> _Work to be completed_
Answer these questions using the Neil Diamond article:
1. How many records has Diamond sold?
2. Which album did Diamond believe had reached No. 1, and how high did it actually go?
3. What does Diamond call the best and wisest thing Rick Rubin does?

> _Source text_

At 67, Diamond still has a No. 1 in him


At 67, Neil Diamond still has a No. 1 in him

By ALAN SCULLEY
Special to The Star

Neil Diamond has sold more than 125 million records and has headlined moneymaking arena tours for decades. Yet Diamond still has some uncertainty when there’s a new album to do.

“You always have that lingering doubt when you take on a project, because I’ve been doing this since I was 16 years old, and you just never do know whether something is going to come out,” Diamond, 67, said in a teleconference with music writers.

“You can make all the plans, and you make the commitments, and you sit down with your guitar, and you hope that something worthwhile starts to take shape. So that was a real high, because I liked the songs that were coming, and it was very encouraging and gave me a lot of hope. It was a natural high.”

Diamond’s attitude was confirmed with “Home Before Dark,” his second effort with uber-producer Rick Rubin. Their first CD, 2005’s “12 Songs,” sold nearly 600,000 copies, which made it the most popular Diamond CD since “The Jazz Singer” in 1982. “Dark” did similar numbers. Furthermore, the week of its release in May, it debuted at No. 1 on the Billboard album charts.

That was the first time in Diamond’s career that he has had an album reach that peak, and he’s surprised and pleased with the accomplishment.

“Well, I didn’t actually think it was my first No. 1,” Diamond said. “Somehow, in my mind, I don’t know what the opposite of a state of denial was, but I thought for sure I had a No. 1 album somewhere along the way. I thought ‘Hot August Night’ was No. 1, but then I was told it only went to No. 2, so I was crestfallen.

“(But) it’s a nice feeling to be at No. 1. Also, I’m told that I’m also the oldest performer on the Billboard charts ever to have a No. 1 album, which amazes me. I don’t feel that old. I feel very young, but it’s nice to feel that in this market that’s filled with young people, or seems to be aimed at young people, that an old geezer can come along and knock a few of them off their perches and say, hey, here’s for the senior citizens, and we can kick a little butt, too.”

As for his unusual relationship with Rubin, who is better known for his work with rap and metal acts, Diamond said Rubin understands one of the most important principles of record production.

“Really the best thing that he does and the wisest thing he does is to stay out of the way as much as possible,” Diamond said. “He leaves it to the musicians and the engineers and the artists, and, in this case, the artist/songwriter, and he will drop in comments along the way, some spoken to the group as a whole out in the studio, and some directed quietly to each individual person if he has something to say.

> _Data excerpt_
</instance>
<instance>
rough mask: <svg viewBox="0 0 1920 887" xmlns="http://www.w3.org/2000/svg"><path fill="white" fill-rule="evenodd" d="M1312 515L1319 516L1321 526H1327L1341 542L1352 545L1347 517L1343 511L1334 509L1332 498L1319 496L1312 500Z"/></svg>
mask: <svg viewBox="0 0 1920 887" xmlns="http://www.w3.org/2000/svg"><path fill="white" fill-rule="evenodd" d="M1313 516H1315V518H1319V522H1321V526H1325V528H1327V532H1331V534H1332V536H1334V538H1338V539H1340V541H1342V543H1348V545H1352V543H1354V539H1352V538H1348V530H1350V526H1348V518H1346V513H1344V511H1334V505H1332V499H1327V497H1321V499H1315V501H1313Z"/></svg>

> _Output for this task_
1. More than 125 million.
2. "Hot August Night," which only reached No. 2.
3. Staying out of the way as much as possible.